■ What is expected ■
Can you reproduce every entry below, replacing "relevant objects" with "matching objects" wherever it occurs and leaving everything else unchanged? Leave the pictures out of your answer.

■ Extracted information ■
● ● ●

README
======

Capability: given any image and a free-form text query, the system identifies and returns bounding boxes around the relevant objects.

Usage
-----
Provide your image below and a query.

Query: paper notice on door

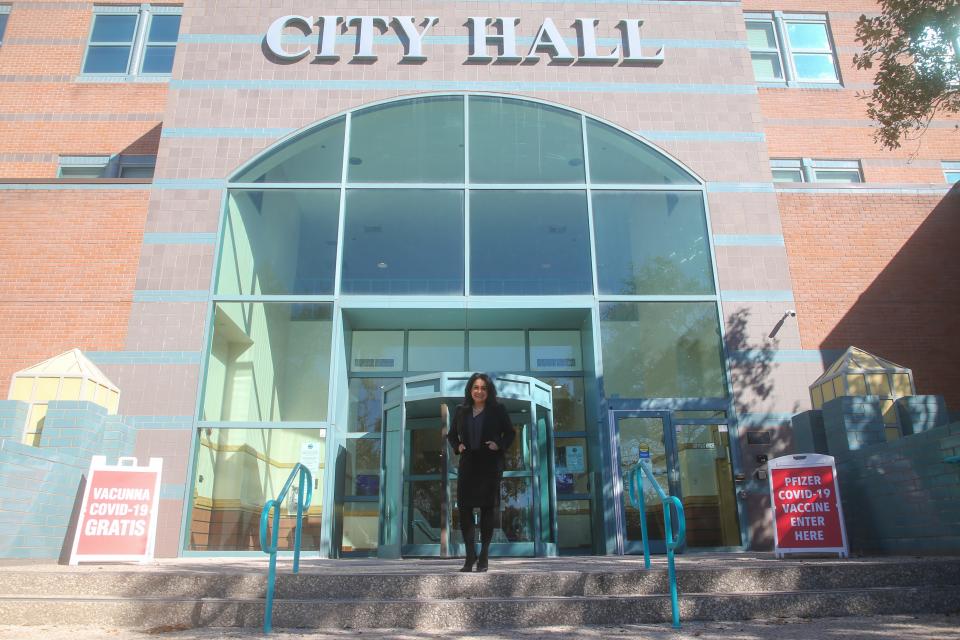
[300,442,320,475]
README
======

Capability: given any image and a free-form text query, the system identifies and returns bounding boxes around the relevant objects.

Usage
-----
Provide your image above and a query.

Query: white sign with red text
[767,453,848,558]
[70,456,163,564]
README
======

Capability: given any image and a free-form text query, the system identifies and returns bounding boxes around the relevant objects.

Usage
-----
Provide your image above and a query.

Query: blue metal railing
[627,460,687,629]
[260,462,313,633]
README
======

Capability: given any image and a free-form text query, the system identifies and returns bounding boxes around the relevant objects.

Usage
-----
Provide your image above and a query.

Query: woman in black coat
[447,373,516,572]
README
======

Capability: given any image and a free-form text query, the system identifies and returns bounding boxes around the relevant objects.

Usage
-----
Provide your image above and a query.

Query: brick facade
[0,0,960,555]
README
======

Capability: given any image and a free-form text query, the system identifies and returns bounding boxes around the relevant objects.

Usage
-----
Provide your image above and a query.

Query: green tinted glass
[593,191,714,295]
[587,120,697,184]
[347,96,464,182]
[470,97,584,184]
[201,302,333,422]
[600,302,727,398]
[232,118,346,182]
[217,189,340,295]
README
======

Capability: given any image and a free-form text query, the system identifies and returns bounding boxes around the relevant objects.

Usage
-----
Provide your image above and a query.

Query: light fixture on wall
[767,309,797,338]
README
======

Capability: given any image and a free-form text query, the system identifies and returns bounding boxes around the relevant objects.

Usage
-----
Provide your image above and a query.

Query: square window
[117,156,157,178]
[83,5,180,75]
[746,13,840,84]
[57,156,110,179]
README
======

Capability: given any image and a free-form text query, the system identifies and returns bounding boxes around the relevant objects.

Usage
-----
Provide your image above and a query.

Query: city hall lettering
[264,15,663,66]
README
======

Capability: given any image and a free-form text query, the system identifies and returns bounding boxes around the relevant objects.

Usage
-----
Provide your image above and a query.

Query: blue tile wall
[0,401,136,558]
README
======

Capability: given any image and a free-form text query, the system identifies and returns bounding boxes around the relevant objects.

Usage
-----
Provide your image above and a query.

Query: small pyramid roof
[13,349,120,393]
[810,346,910,388]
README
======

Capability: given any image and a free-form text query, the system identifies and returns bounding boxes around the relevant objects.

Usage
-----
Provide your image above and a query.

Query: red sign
[768,454,847,556]
[71,456,161,564]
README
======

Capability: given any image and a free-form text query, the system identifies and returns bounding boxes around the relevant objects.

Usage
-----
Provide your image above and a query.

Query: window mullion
[127,6,150,75]
[773,11,797,87]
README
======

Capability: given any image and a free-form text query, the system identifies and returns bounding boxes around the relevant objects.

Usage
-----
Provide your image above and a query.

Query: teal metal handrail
[260,462,313,633]
[627,460,687,629]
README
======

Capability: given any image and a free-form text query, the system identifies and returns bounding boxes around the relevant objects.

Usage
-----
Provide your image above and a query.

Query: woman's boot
[477,540,490,573]
[460,541,472,573]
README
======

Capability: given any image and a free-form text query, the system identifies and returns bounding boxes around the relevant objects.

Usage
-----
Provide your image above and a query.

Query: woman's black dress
[447,403,516,508]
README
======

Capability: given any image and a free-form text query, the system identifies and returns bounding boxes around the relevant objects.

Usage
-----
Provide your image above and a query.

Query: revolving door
[377,372,557,558]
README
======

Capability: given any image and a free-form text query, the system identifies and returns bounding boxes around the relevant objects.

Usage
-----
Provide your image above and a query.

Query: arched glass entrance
[185,92,736,556]
[377,373,557,558]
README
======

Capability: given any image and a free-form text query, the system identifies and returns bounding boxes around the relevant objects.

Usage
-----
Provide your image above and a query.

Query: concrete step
[0,555,960,630]
[0,587,958,630]
[0,558,960,600]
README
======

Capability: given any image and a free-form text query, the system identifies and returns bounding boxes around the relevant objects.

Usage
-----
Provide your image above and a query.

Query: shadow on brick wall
[819,183,960,407]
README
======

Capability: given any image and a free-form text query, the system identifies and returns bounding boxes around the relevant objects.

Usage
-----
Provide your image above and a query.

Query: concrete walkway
[0,552,939,576]
[0,616,960,640]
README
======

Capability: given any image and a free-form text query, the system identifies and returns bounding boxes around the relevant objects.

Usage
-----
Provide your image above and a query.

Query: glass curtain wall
[190,94,726,550]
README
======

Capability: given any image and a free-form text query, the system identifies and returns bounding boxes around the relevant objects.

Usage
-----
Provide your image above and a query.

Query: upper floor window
[770,158,863,184]
[0,4,10,44]
[83,5,182,76]
[746,11,840,85]
[57,155,157,179]
[941,162,960,184]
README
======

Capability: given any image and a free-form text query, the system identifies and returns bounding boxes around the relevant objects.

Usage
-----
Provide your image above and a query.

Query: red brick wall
[743,0,960,410]
[0,0,167,390]
[778,189,960,410]
[0,189,149,398]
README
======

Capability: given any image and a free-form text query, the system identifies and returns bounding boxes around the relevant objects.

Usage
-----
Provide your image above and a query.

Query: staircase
[0,554,960,630]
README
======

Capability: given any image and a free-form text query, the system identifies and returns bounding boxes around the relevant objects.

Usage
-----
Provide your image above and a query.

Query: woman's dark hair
[463,373,497,407]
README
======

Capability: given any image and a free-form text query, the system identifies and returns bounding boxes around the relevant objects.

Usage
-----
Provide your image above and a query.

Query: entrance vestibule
[377,372,557,558]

● ● ●

■ Correct output ■
README
======

Capability: given any image and a free-form text query, the system identifies and returns bounding boxes around the matching objects.

Usage
-----
Provide your image below and a query.

Query: paper notice on door

[300,442,320,475]
README
======

Capability: given any image and a free-form text query, the system identifies and returns bounding boxes around the matching objects.

Usage
-----
Provide your image above and a query.

Query: white sign with red text
[767,453,848,558]
[70,456,163,564]
README
======

Capability: given any image and a free-form text query, the system identifies and returns bounding boxes around the matching objects.

Usage
-----
Provide your image above and a query.

Query: blue metal railing
[627,460,687,629]
[260,462,313,633]
README
======

Capability: given any image and a free-form text query, the system identifies and returns bounding boxes around the matching objects.

Usage
-----
Provide your image above and a query.

Query: woman in black coat
[447,373,516,572]
README
======

Capability: given any image and a free-form text query, the system identifies and returns bounding boxes around the matching objects.

Usage
-----
Provide your image above and a query.

Query: brick facade
[0,0,960,555]
README
======

Capability: given any image and a free-form text query, the system identifies and returns bounding boxes around the matching objects.

Usage
-----
Provide your image above and a query.

Query: green tinted glass
[593,191,714,295]
[587,120,697,184]
[347,96,464,182]
[470,97,584,184]
[201,302,333,422]
[600,302,727,398]
[232,118,346,182]
[217,189,340,295]
README
======

Capability: given any image and a free-form text query, the system identifies and returns bounding boxes around the matching objects.

Usage
-----
Provide your image above and a query.

Query: light fixture on wall
[767,309,797,338]
README
======

Capability: given any image and a free-form text query, the system identifies and returns bounding boxes around the matching objects.

Usage
-----
Provide your image above and a query.

Query: square window
[117,156,157,178]
[83,5,180,75]
[746,13,840,84]
[57,156,110,179]
README
======

Capability: given any image and a free-form text query, the system identifies and returns bounding boxes around the matching objects.

Usage
-----
Provide your image above and a query.

Query: city hall lettering
[264,15,663,66]
README
======

Capability: given any image and a free-form text query, the system identifies and returns bounding boxes around the matching objects.

Usage
-----
Provide your image above and a query.

Query: blue tile wall
[0,401,136,558]
README
======

Capability: given any image and a free-form text query, the system identifies and returns bounding boxes around the matching objects.

Usage
-----
Provide your image above and a query.

Query: small pyramid roof
[13,349,120,393]
[810,346,910,388]
README
======

Capability: given any image and a free-form text query, the system identifies and returns bounding boxes around the matching objects.

Usage
-----
Provide your image above and a query.

Query: red sign
[768,454,847,556]
[71,456,161,564]
README
======

Capability: given any image and a free-form text query, the system identifies and returns bounding boxes around the matching objects.

Usage
-----
Provide your image above and a query.

Query: window mullion
[127,6,150,75]
[773,11,797,87]
README
======

Capability: given any image and a free-form text query, the system identifies and returns bounding boxes around the matching objects.

Usage
-----
Provide your image above and a query.

Query: teal metal handrail
[260,462,313,633]
[627,460,687,629]
README
======

Capability: given any image and a free-form text query, the system identifies and returns bounding boxes around the matching objects.

Usage
-----
Provide your image above and a query.

Query: woman's boot
[477,540,490,573]
[460,541,472,573]
README
======

Capability: given any image and a free-form text query, the system identifies and returns bounding boxes around the matching objects.

Usage
-----
Provide your image above and a query.

Query: woman's black dress
[447,403,516,508]
README
======

Capability: given any image and a free-form text query, the system identifies and returns bounding boxes around the matching objects.

Usage
-----
Provide your image above and a query.

Query: revolving door
[377,372,557,558]
README
======

Capability: given any image and a free-form text query, the system identifies and returns bounding boxes around the matching objects.

Usage
-----
Provide your image above and a query.

Query: arched glass entrance
[185,92,736,556]
[377,373,557,558]
README
======

Capability: given any image and a free-form text query, the system identifies and returns bounding boxes around the matching objects.

Usage
-----
Provide your image above and a query.

Query: concrete step
[0,555,960,630]
[0,587,958,630]
[0,558,960,600]
README
======

Capability: given any image and a free-form text query, the system identifies and returns bounding boxes around the matching objects.

Usage
-----
Provide your image above and a query.

Query: shadow on brick wall
[819,183,960,407]
README
======

Capability: given any image and a free-form text query, the system identifies and returns bounding boxes around the matching objects.

Usage
-----
Provide your image above and a query.

Query: concrete walkway
[0,552,939,576]
[0,616,960,640]
README
======

Capability: given any image and a free-form text query, the system identifies and returns bounding boxes around the matching objects.

Usage
-----
Provide your image above and a query.

Query: glass curtain wall
[190,94,726,550]
README
======

Capability: given any image and a free-form text query, the system identifies and returns bounding boxes around the matching objects.

Usage
-----
Provide your image above and a query.

Query: upper floor window
[770,158,863,184]
[0,4,10,44]
[83,5,182,76]
[746,11,840,85]
[57,155,157,179]
[941,162,960,184]
README
======

Capability: given any image and a free-form text query, the system identifies and returns bounding boxes around the matching objects.

Usage
-----
Provide your image above and a query.

Query: red brick wall
[743,0,960,410]
[0,0,167,390]
[778,189,960,410]
[0,189,149,398]
README
======

Capability: given any image and a free-form text query, the system identifies and returns bounding boxes around the matching objects.

Usage
-----
Provide your image above and a query.

Query: staircase
[0,554,960,630]
README
======

Capability: given any image and a free-form text query, the system identifies and returns bounding boxes around the matching objects.

Usage
-----
Provide your image above and a query.

Query: woman's dark hair
[463,373,497,407]
README
======

Capability: given any image and a free-form text query, the system identifies and returns bounding boxes around the matching objects.

Usage
-----
Provide your image above and a query.

Query: entrance vestibule
[377,372,557,558]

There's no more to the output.